* **The request**: In the part of the rows below that opens with the line containing "of the dark" and closes at the end of the rows, switch "Tag that spot" to "Mark that spot" and change nothing else. Give back only that part, and leave the pictures out.

......

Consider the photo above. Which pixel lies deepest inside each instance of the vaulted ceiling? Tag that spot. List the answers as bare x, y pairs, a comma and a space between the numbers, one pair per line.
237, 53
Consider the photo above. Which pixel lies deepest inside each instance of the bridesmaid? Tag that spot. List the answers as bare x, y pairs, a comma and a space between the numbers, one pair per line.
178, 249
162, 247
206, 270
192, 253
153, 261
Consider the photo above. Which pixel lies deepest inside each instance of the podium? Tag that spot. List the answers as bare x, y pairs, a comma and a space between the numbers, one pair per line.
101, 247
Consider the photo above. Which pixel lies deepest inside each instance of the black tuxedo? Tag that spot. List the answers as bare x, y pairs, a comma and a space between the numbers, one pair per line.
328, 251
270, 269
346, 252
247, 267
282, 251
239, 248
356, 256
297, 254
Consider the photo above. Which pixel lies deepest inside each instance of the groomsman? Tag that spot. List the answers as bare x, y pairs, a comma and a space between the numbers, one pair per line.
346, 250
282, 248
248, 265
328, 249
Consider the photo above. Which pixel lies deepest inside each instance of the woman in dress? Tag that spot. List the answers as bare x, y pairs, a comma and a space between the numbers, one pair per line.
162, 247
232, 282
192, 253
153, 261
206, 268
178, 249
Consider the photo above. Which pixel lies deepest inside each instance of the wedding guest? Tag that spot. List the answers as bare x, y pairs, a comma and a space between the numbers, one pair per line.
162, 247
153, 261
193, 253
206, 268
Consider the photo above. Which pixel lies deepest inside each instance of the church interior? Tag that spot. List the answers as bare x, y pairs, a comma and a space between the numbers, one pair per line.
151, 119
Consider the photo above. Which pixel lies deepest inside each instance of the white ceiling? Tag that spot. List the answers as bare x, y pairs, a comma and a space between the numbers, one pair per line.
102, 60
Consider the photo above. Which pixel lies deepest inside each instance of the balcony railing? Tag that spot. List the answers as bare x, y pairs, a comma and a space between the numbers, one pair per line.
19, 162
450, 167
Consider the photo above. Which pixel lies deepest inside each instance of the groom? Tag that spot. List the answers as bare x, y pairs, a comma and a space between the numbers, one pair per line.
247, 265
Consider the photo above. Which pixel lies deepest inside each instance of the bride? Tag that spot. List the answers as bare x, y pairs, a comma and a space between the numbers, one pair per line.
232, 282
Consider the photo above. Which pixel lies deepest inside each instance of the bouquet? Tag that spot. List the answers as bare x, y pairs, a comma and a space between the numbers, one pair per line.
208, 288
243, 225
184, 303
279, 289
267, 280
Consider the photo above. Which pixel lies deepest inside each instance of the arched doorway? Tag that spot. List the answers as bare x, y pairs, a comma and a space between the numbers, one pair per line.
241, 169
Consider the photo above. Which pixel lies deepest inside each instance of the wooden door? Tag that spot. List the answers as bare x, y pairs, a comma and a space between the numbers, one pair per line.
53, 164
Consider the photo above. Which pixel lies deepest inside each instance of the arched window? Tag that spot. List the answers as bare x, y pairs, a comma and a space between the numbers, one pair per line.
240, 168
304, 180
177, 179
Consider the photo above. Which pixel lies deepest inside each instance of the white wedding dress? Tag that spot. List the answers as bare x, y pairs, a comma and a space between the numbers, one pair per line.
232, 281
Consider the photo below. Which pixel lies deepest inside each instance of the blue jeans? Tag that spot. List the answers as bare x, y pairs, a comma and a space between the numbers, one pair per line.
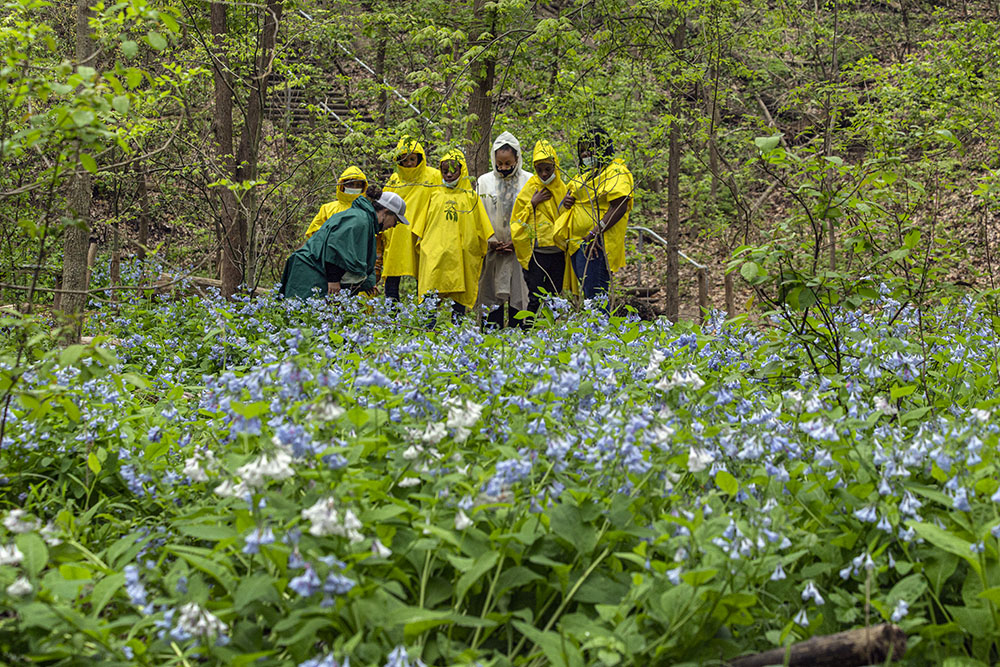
593, 273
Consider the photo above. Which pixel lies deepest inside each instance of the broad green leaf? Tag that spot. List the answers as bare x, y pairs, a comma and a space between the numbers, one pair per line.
727, 483
482, 565
104, 590
156, 40
36, 554
949, 542
88, 162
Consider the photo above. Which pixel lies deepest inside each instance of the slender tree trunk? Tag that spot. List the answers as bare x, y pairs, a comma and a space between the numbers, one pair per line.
233, 243
673, 195
143, 210
480, 102
76, 238
249, 146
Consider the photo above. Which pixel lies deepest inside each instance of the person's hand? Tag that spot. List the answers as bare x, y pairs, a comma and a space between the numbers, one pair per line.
540, 196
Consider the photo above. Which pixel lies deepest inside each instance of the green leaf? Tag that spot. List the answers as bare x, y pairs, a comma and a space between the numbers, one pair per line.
946, 541
258, 587
104, 590
156, 40
768, 144
552, 645
121, 104
727, 483
482, 565
71, 354
750, 270
36, 554
991, 594
897, 392
88, 162
83, 117
93, 463
133, 76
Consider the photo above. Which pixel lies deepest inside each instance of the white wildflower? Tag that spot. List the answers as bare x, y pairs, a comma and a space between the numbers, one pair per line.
462, 415
326, 520
380, 550
462, 521
687, 379
229, 489
20, 588
17, 521
193, 469
256, 473
200, 622
328, 412
10, 555
434, 433
653, 368
699, 459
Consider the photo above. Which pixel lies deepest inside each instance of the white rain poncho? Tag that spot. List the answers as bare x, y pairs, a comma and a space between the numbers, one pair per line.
502, 279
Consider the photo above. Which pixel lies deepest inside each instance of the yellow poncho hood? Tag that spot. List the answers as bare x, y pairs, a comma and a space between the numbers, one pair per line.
414, 185
453, 238
531, 226
343, 201
464, 180
352, 173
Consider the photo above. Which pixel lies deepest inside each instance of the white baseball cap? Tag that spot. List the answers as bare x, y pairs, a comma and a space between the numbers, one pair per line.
390, 201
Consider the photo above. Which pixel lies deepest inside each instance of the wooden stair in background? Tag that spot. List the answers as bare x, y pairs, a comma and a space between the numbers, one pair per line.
290, 106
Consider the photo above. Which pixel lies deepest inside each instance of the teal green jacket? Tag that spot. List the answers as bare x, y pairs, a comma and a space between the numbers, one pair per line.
344, 244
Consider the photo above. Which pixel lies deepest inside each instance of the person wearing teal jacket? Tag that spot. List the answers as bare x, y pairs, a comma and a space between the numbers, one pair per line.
342, 252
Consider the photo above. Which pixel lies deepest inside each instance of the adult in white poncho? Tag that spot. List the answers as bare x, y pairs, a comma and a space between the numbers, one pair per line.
502, 281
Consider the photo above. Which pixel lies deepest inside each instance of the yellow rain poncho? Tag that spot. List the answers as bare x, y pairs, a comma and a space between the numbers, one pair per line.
593, 194
343, 202
532, 227
414, 185
452, 239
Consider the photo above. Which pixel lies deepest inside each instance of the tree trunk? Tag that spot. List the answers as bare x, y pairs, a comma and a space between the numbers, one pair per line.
480, 102
249, 146
76, 238
673, 195
143, 211
853, 648
233, 243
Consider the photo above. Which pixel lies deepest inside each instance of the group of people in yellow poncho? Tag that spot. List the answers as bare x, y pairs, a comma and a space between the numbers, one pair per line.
512, 236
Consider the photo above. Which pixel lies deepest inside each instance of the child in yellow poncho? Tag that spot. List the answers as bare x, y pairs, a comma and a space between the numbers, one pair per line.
532, 226
413, 180
598, 202
351, 184
452, 237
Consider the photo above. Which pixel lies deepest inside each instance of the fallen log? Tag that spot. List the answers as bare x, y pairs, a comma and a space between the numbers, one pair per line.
853, 648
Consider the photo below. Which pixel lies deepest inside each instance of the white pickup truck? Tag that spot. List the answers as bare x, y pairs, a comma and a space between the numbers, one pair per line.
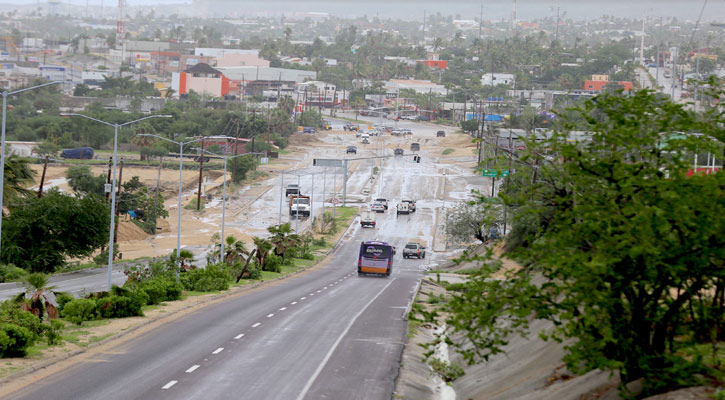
367, 218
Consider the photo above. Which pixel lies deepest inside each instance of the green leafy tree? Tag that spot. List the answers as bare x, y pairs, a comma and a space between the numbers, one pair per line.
627, 251
81, 180
41, 234
17, 177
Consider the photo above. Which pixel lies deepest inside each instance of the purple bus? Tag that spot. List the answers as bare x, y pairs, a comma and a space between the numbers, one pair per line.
375, 258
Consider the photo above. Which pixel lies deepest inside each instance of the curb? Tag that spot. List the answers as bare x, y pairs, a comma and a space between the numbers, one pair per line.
232, 291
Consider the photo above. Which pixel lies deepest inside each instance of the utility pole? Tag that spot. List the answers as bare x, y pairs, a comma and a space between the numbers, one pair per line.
201, 171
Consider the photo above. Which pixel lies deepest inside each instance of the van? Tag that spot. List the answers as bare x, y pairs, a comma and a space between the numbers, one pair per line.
367, 218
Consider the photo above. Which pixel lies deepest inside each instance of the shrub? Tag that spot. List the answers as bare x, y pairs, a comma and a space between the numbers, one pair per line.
79, 310
212, 278
119, 307
15, 340
9, 272
161, 289
52, 331
63, 298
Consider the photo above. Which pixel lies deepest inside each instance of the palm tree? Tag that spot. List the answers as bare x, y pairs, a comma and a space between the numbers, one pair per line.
283, 239
263, 248
18, 176
40, 295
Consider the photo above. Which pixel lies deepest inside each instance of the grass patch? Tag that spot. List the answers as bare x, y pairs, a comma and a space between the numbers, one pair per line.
192, 204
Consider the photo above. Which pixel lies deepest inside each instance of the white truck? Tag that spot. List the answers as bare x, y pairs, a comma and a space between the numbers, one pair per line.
300, 205
367, 218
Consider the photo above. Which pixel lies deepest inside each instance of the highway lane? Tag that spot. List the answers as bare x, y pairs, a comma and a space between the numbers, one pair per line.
324, 334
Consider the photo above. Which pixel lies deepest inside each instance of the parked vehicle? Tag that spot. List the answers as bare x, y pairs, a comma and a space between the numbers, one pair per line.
299, 205
377, 207
292, 188
413, 250
375, 257
411, 204
367, 218
81, 153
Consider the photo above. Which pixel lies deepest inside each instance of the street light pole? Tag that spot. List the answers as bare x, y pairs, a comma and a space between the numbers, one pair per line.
5, 95
113, 182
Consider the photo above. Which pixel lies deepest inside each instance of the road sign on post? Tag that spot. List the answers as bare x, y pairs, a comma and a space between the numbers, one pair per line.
494, 173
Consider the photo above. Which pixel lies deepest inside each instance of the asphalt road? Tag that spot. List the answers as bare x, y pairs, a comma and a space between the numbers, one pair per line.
324, 334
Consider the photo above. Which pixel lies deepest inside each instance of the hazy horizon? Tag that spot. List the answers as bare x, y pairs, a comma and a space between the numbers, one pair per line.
413, 9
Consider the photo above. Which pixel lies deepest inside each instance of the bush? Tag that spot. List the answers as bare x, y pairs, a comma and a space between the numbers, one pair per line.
79, 310
15, 340
53, 331
161, 289
9, 272
63, 298
119, 307
212, 278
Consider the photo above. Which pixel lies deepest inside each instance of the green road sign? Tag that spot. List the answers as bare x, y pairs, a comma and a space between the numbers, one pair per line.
494, 173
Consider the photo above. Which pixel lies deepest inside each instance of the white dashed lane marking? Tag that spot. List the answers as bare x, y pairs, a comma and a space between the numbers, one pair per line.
169, 385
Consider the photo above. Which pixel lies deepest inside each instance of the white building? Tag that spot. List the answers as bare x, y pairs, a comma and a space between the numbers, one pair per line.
497, 79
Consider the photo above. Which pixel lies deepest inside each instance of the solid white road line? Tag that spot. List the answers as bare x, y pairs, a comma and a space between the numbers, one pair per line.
314, 376
169, 385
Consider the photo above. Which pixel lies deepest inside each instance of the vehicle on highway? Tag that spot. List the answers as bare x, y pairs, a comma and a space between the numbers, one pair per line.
292, 188
367, 218
413, 250
403, 208
376, 257
382, 200
377, 207
411, 204
299, 205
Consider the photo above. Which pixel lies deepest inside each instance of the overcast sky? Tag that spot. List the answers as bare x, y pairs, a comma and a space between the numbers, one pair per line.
467, 9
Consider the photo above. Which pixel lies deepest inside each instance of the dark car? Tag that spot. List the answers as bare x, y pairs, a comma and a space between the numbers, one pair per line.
292, 188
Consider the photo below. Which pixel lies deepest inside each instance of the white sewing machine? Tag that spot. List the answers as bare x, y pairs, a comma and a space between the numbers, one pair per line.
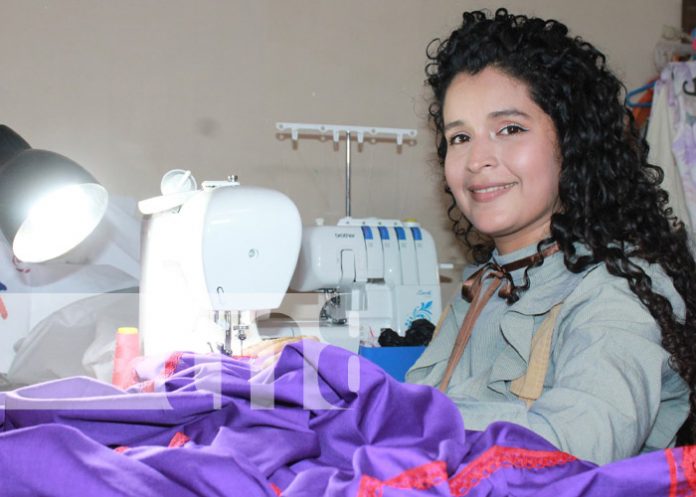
375, 274
213, 260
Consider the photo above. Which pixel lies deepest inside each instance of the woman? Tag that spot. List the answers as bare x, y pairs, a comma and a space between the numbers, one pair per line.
581, 321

......

* **The completed task**:
Consider the photo above. Which pixel lies deepest inside each instance of the dark car? Mark that spot. List the answers as bare x, y pairs, a comma and a space between the numbers, one pair per line.
292, 188
Consider the photo below. Which pixel lies deepest inside each instance of the white sewing machine? Mark that spot. List the answers as bare x, y pairs, a comma and a space between the numbers, one pair per line.
375, 274
213, 260
Consider the photo above. Which pixel lies deepest inside each instance of the woman? Mark that spot. List the answers as bare x, y pairs, a comma and a space between the numbers, one pair per line.
581, 321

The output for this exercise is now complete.